What is needed: An exact reprint of the data below is required, line for line.

Extracted data:

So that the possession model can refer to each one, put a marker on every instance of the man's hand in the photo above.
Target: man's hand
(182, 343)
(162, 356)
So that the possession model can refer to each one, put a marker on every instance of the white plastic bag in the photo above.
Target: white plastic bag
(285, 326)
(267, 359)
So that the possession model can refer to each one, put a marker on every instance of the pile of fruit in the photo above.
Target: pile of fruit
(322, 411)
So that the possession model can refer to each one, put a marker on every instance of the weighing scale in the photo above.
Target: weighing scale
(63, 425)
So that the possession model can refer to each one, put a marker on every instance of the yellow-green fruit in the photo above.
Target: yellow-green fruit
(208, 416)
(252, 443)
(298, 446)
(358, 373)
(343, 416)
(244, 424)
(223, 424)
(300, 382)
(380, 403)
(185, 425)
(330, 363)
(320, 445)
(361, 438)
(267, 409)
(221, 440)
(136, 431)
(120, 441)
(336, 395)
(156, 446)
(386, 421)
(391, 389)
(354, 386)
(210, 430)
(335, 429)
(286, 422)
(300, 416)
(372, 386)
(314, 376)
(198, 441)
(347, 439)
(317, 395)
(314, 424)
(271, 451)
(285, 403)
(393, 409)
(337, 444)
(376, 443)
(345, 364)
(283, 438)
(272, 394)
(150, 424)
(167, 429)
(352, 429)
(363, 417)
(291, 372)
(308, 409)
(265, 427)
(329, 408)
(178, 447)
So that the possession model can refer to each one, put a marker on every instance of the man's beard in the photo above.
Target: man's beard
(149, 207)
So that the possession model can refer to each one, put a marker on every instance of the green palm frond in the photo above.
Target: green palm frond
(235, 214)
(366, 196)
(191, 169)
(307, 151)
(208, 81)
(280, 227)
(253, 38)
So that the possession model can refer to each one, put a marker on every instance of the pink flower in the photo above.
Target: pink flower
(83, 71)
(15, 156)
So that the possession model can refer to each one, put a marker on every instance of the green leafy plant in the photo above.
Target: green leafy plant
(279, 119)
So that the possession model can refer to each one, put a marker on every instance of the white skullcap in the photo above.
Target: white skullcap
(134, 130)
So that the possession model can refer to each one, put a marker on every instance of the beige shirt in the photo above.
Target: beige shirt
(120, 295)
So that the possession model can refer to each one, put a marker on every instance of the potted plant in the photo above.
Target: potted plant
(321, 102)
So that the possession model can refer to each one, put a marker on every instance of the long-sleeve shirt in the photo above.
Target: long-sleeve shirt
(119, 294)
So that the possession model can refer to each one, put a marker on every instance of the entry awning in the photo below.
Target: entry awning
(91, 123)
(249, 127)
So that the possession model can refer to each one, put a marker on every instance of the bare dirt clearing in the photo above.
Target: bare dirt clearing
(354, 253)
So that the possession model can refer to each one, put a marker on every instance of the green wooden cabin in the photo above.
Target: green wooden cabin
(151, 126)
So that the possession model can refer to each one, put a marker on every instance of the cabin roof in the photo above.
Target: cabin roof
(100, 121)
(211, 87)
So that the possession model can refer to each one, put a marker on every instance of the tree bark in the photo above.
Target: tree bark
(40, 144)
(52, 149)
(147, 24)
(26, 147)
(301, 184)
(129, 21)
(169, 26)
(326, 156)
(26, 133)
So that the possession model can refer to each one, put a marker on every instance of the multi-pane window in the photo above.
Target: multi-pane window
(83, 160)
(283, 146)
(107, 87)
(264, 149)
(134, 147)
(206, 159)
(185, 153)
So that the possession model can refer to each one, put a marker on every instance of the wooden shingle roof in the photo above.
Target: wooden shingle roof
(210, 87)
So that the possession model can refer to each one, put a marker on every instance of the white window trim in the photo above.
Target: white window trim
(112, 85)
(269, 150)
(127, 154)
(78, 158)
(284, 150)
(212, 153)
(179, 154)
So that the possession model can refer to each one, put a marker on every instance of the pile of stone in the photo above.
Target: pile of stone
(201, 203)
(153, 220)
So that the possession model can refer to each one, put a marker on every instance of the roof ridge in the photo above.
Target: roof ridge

Reply to the task:
So that the possession model can refer to each one, put a marker on every instance of the man's hand in the photo above.
Target: man's hand
(182, 343)
(162, 356)
So that the possession model can refer to each one, put a marker on every instance of the white plastic bag in the photo above.
Target: white plastic bag
(285, 326)
(267, 359)
So that the possession model can refer to each one, put a marker on every instance of the pile of fruit in the photo above.
Target: pile of fruit
(322, 411)
So that the possession model can refer to each one, put a marker on every instance of the weighing scale in the photo above.
Target: weighing scale
(63, 425)
So that the possession model can refer to each one, put a marker on every instance of the yellow-green fruit in the photo above.
Target: yellow-green fruit
(208, 416)
(252, 443)
(298, 446)
(358, 373)
(343, 416)
(244, 424)
(223, 424)
(300, 382)
(380, 403)
(185, 425)
(330, 363)
(320, 445)
(361, 438)
(267, 409)
(221, 440)
(136, 431)
(120, 441)
(336, 395)
(156, 446)
(386, 421)
(391, 389)
(354, 386)
(210, 430)
(335, 429)
(286, 422)
(300, 416)
(372, 386)
(314, 376)
(198, 441)
(347, 439)
(317, 395)
(314, 424)
(271, 451)
(285, 403)
(393, 409)
(337, 444)
(376, 443)
(345, 364)
(283, 438)
(272, 394)
(150, 424)
(167, 429)
(352, 429)
(363, 417)
(291, 372)
(308, 409)
(265, 427)
(329, 408)
(178, 447)
So that the possession model can refer to each one, put a marker on every instance of the man's beard in the photo above.
Target: man's beard
(149, 207)
So that the possession model can refer to each one, put a marker on every instance of the green palm frond in the photo above.
Target: green palm frond
(235, 214)
(366, 196)
(191, 169)
(307, 151)
(208, 81)
(280, 227)
(253, 38)
So that the possession model can refer to each one, put a marker on every instance of the pink flower in the photo above.
Target: pink flower
(83, 71)
(15, 156)
So that the possession model can refer to each one, put a marker on every instance of the green leafy plant in the photo above.
Target: green leafy plant
(279, 119)
So that the possession model can refer to each one, put a marker on every instance of the white skullcap in the photo above.
Target: white skullcap
(134, 130)
So that the possession model can refer to each one, put a marker on every instance of the beige shirt in the photo above.
Target: beige shirt
(120, 295)
So that the possession model can refer to each one, put a marker on every instance of the potted plant in the photo above.
Target: potted plant
(321, 102)
So that the possession model can refer to each one, put a marker on every instance of the long-sleeve shirt in the photo above.
Target: long-sleeve shirt
(119, 294)
So that the possession model can refer to each one, put a marker on every instance of the entry awning in the photo below.
Target: entry awning
(91, 123)
(249, 127)
So that the possession model can refer to each one, put a marker on every instance of the bare dirt clearing in the photo above.
Target: bare dirt clearing
(354, 253)
So that the possession model can refer to each one, put a marker on every instance of the green wooden cabin in the photo above.
Target: green wooden cabin
(151, 126)
So that the possession model can refer to each one, put a marker on every instance of the cabin roof in the photo above.
Target: cabin roof
(100, 121)
(211, 87)
So that the possession model can refer to each one, put a marker on every instance of the tree bark in the photo above.
Target: tree bark
(40, 144)
(52, 149)
(147, 24)
(26, 147)
(301, 184)
(129, 21)
(169, 26)
(326, 156)
(26, 133)
So that the possession model can refer to each one, put a marker on every instance of the multi-pane window in the photo above.
Target: multi-pane window
(83, 160)
(283, 146)
(107, 87)
(264, 149)
(134, 147)
(206, 159)
(185, 153)
So that the possession model can refer to each one, put a marker on every instance of the wooden shingle roof in the photo above.
Target: wooden shingle roof
(210, 87)
So that the possession model can refer to each one, put a marker on every instance of the white window trim in the photo above.
Target: white window trim
(112, 85)
(269, 150)
(127, 154)
(78, 158)
(284, 150)
(212, 153)
(179, 154)
So that the possession model can refer to each one, put a marker on every instance of the pile of stone in the photo above.
Target: pile of stone
(201, 203)
(153, 220)
So that the possession model can refer to each one, put a marker on every instance of the roof ridge in the photo above.
Target: roof ridge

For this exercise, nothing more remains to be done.